(Stored items from a collection)
*** Block opens ***
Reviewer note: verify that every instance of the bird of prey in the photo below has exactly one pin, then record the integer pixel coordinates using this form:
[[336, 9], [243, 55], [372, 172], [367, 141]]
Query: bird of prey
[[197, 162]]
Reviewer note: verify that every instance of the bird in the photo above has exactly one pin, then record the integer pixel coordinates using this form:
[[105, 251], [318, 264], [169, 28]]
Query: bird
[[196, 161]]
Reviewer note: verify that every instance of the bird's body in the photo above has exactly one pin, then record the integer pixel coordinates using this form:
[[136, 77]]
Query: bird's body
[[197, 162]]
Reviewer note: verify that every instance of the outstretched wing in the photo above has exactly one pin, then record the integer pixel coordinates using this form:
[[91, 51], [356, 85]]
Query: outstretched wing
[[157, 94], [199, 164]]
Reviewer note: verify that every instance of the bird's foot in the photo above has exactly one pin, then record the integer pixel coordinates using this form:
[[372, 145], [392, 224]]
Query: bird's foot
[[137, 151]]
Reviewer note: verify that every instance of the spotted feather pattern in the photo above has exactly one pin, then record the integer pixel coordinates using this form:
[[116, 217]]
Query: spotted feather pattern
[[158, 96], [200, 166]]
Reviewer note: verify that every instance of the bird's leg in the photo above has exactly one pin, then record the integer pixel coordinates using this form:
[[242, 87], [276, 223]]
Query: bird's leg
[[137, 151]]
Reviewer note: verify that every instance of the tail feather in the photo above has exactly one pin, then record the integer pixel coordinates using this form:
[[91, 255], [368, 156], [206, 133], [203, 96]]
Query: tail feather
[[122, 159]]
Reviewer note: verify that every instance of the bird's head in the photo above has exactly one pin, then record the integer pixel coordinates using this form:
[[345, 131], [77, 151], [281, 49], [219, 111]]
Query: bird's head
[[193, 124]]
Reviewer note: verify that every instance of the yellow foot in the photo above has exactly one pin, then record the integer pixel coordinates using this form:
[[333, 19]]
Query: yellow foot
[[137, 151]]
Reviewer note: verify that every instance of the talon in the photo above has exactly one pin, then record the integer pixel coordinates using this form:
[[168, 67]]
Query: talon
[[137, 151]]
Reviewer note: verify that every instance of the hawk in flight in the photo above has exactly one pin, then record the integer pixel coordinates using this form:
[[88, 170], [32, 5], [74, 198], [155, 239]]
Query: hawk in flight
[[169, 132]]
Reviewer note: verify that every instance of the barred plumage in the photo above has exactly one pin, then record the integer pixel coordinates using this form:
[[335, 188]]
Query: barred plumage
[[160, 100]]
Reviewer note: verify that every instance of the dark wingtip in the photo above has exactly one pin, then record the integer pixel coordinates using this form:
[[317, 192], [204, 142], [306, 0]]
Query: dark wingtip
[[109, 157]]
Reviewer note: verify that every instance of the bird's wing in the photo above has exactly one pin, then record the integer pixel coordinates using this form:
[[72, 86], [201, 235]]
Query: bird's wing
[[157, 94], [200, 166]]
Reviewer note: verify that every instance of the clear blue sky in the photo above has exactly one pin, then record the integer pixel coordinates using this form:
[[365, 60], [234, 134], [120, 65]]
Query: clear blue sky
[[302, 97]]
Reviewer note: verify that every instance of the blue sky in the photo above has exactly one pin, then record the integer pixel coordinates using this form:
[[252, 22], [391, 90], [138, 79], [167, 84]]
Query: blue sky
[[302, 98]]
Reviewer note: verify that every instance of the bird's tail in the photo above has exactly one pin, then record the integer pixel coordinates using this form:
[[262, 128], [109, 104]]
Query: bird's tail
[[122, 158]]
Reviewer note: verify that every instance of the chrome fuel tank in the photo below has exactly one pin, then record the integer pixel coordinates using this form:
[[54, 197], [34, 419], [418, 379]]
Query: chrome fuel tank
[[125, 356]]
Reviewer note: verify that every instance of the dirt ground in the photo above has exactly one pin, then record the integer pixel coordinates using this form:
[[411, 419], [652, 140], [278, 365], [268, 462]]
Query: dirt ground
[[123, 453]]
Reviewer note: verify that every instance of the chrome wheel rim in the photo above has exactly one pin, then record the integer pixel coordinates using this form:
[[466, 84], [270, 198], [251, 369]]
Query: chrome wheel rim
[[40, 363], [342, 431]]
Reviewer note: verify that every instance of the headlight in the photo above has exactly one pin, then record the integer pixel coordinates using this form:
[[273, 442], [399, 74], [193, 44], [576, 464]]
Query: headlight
*** Block closes ***
» **Your assignment**:
In the records above, find every line with the word "below" and copy it.

» **Written solution**:
Reviewer note: verify that every instance of the bird of prey in the photo below has exactly one pin, then record the integer pixel coordinates using this form:
Reviewer note: verify that every instance of the chrome fuel tank in the photo below has exactly one pin, then record the integer pixel coordinates using this form:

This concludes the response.